Start of Block

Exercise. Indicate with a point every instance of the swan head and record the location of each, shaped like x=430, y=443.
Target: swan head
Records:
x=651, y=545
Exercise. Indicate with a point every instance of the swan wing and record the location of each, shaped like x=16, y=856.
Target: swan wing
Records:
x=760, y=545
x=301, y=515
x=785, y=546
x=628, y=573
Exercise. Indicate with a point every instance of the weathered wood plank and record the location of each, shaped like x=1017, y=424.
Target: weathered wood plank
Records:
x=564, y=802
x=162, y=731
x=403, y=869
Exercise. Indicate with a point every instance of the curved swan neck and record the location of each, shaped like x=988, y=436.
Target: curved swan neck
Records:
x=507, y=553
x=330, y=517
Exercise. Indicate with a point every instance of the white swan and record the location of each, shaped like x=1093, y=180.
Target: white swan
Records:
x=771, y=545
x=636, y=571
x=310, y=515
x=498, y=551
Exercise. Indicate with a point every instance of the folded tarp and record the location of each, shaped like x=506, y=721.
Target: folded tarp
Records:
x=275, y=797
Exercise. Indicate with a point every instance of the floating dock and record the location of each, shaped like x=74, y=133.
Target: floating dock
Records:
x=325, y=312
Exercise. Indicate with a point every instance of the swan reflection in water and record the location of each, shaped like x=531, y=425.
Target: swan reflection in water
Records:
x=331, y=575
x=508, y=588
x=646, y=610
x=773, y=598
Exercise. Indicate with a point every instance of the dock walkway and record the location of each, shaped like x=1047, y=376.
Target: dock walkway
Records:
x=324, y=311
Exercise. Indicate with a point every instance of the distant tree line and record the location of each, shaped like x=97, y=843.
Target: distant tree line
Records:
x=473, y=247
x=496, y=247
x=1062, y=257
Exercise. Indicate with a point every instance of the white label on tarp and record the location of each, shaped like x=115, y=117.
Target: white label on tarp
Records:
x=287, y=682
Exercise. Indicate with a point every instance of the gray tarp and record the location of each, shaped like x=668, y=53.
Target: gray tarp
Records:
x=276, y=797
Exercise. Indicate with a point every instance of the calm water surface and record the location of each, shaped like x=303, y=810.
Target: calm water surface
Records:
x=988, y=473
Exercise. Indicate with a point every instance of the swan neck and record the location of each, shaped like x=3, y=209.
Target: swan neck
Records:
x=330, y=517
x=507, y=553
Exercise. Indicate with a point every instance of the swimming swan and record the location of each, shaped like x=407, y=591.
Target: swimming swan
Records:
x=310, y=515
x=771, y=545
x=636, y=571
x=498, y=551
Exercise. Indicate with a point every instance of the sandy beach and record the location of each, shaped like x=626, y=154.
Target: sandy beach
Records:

End of Block

Counting the lines above that hold "water", reply with the number and no other words.

4